Description of the task: Among these records, which lines include "herb"? Copy them out.

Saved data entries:
------------------------------------------------------------
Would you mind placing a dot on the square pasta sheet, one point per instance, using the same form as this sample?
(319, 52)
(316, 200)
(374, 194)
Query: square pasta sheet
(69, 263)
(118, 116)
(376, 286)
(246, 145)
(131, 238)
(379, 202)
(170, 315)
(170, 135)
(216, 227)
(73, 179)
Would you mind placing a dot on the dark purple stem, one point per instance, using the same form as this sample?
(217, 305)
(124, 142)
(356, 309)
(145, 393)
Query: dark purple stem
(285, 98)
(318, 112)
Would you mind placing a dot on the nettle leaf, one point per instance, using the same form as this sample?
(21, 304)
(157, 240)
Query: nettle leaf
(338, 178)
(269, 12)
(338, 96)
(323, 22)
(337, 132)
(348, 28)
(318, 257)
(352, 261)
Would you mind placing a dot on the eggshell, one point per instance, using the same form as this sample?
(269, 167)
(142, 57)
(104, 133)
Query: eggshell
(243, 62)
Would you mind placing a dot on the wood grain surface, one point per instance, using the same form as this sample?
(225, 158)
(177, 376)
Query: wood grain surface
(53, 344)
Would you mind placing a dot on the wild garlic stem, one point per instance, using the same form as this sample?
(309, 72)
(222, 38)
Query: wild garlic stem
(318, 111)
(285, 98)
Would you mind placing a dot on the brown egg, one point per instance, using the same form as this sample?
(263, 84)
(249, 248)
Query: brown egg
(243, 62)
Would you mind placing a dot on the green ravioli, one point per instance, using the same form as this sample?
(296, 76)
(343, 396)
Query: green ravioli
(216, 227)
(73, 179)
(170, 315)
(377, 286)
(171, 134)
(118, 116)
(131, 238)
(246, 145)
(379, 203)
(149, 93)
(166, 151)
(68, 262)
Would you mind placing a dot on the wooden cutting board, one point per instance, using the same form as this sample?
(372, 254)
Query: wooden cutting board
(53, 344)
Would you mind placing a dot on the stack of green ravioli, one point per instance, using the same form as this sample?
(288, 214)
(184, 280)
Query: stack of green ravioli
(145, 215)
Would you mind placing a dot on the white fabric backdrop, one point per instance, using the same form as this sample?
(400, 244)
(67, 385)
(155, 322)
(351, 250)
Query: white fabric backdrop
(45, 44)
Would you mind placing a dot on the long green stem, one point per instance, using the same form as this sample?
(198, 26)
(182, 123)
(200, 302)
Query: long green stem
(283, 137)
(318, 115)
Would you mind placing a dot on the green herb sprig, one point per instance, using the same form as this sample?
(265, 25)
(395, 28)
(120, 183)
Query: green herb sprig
------------------------------------------------------------
Task answer:
Would you mind placing a dot on the green herb sprig, one point per instance, using the same form as this sample?
Query: green herb sprig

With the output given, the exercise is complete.